Retype every entry below exactly as it stands.
*** Records ***
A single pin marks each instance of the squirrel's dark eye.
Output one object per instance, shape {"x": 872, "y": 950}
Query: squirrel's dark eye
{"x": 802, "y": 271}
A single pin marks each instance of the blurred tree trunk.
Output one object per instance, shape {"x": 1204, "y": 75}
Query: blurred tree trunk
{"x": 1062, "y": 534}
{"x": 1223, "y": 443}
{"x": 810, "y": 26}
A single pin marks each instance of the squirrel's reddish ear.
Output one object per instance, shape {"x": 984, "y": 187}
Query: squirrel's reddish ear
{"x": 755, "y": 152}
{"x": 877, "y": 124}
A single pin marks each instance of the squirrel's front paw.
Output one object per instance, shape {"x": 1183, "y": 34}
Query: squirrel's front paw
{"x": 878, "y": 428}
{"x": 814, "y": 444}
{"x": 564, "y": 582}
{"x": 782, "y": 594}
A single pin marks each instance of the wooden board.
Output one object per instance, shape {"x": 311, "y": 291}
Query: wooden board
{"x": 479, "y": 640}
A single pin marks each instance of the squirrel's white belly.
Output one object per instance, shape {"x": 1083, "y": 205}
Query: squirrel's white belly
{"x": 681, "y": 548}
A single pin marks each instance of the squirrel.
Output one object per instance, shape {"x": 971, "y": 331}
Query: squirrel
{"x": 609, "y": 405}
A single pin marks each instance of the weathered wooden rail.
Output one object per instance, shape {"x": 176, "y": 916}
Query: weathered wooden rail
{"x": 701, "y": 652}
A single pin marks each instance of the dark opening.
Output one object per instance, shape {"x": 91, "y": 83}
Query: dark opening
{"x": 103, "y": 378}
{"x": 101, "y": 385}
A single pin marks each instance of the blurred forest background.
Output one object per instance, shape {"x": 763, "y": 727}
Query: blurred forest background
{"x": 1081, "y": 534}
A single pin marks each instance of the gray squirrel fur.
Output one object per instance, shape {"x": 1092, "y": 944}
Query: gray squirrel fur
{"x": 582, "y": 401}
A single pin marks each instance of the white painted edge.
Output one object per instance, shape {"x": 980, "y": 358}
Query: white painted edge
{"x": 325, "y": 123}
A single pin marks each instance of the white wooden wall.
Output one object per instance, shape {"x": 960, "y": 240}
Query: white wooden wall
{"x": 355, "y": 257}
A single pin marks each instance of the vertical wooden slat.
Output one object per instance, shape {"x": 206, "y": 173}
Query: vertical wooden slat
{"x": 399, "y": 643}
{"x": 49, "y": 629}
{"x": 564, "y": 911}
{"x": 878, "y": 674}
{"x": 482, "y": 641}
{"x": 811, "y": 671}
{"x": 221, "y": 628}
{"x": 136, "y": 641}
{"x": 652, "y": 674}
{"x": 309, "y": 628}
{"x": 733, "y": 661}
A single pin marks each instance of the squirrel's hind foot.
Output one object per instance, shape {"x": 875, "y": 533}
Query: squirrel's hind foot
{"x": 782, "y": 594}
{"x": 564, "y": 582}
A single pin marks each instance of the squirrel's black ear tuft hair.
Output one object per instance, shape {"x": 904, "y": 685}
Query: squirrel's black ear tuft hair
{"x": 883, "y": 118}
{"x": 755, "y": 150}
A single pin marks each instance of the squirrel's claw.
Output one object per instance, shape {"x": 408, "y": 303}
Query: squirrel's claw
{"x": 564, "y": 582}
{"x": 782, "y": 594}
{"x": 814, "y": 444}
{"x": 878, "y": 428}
*** End of Records ***
=== Final answer ===
A single pin marks each instance of the squirrel's dark eye.
Output one object per instance, shape {"x": 872, "y": 950}
Query: squirrel's dark eye
{"x": 802, "y": 271}
A single pin marks each instance of the blurred tree trunk.
Output one object per instance, shape {"x": 1204, "y": 75}
Query: blurred tree trunk
{"x": 1062, "y": 534}
{"x": 1223, "y": 443}
{"x": 810, "y": 26}
A single pin marks each instance of the squirrel's reddish ear.
Output one object per instance, shape {"x": 984, "y": 187}
Query: squirrel's reddish ear
{"x": 755, "y": 152}
{"x": 877, "y": 124}
A single pin marks each instance of the squirrel's front paw.
Output one object per instance, shape {"x": 1183, "y": 34}
Query: squirrel's front paw
{"x": 878, "y": 428}
{"x": 814, "y": 444}
{"x": 564, "y": 582}
{"x": 782, "y": 594}
A single pin marks each instance of the wooden board.
Output one object per instance, shape {"x": 311, "y": 291}
Query: wooden board
{"x": 479, "y": 640}
A single pin marks each instance of the squirrel's white belly.
Output one object per instance, shape {"x": 1083, "y": 205}
Query: squirrel's white belly
{"x": 681, "y": 548}
A single pin marks each instance of the squirrel.
Output one object per instance, shape {"x": 971, "y": 331}
Query: squirrel
{"x": 609, "y": 405}
A single pin marks each instance of the weathered wooden rail.
Output one object per instance, shape {"x": 176, "y": 916}
Query: weathered wooden rail
{"x": 701, "y": 652}
A single pin marks each instance of the dark opening.
Output one object per instance, shape {"x": 91, "y": 83}
Query: dark opening
{"x": 103, "y": 378}
{"x": 101, "y": 385}
A single pin marks each instance of the blurred forest background.
Output one object per instance, shape {"x": 763, "y": 727}
Query: blurred forest background
{"x": 1081, "y": 534}
A single pin marks each instance of the gray squirrel fur.
Output one object per instance, shape {"x": 1092, "y": 944}
Query: gray squirrel fur
{"x": 582, "y": 401}
A single pin marks each instance of the white painted edge.
Output one object per instance, shape {"x": 980, "y": 358}
Query: white painted edge
{"x": 325, "y": 123}
A single pin marks each instance of the white wooden wall.
Output one object per instance, shape {"x": 960, "y": 240}
Query: white wooden wall
{"x": 355, "y": 257}
A single pin marks each instance of the vertical wooden slat.
Output one object per instance, shape {"x": 206, "y": 173}
Query: vertical wooden slat
{"x": 399, "y": 643}
{"x": 49, "y": 629}
{"x": 564, "y": 911}
{"x": 878, "y": 674}
{"x": 482, "y": 641}
{"x": 811, "y": 671}
{"x": 221, "y": 628}
{"x": 136, "y": 641}
{"x": 652, "y": 674}
{"x": 309, "y": 628}
{"x": 733, "y": 661}
A single pin marks each instance of the squirrel's hind foot.
Output one object per instance, shape {"x": 875, "y": 533}
Query: squirrel's hind foot
{"x": 782, "y": 594}
{"x": 564, "y": 582}
A single pin marks each instance of the squirrel's black ear tuft hair.
Output one object per instance, shape {"x": 904, "y": 685}
Query: squirrel's black ear tuft hair
{"x": 883, "y": 118}
{"x": 755, "y": 150}
A single pin marks each instance of the squirrel's claw.
Output one object per instance, shape {"x": 408, "y": 303}
Query: squirrel's claw
{"x": 564, "y": 582}
{"x": 782, "y": 594}
{"x": 814, "y": 444}
{"x": 878, "y": 428}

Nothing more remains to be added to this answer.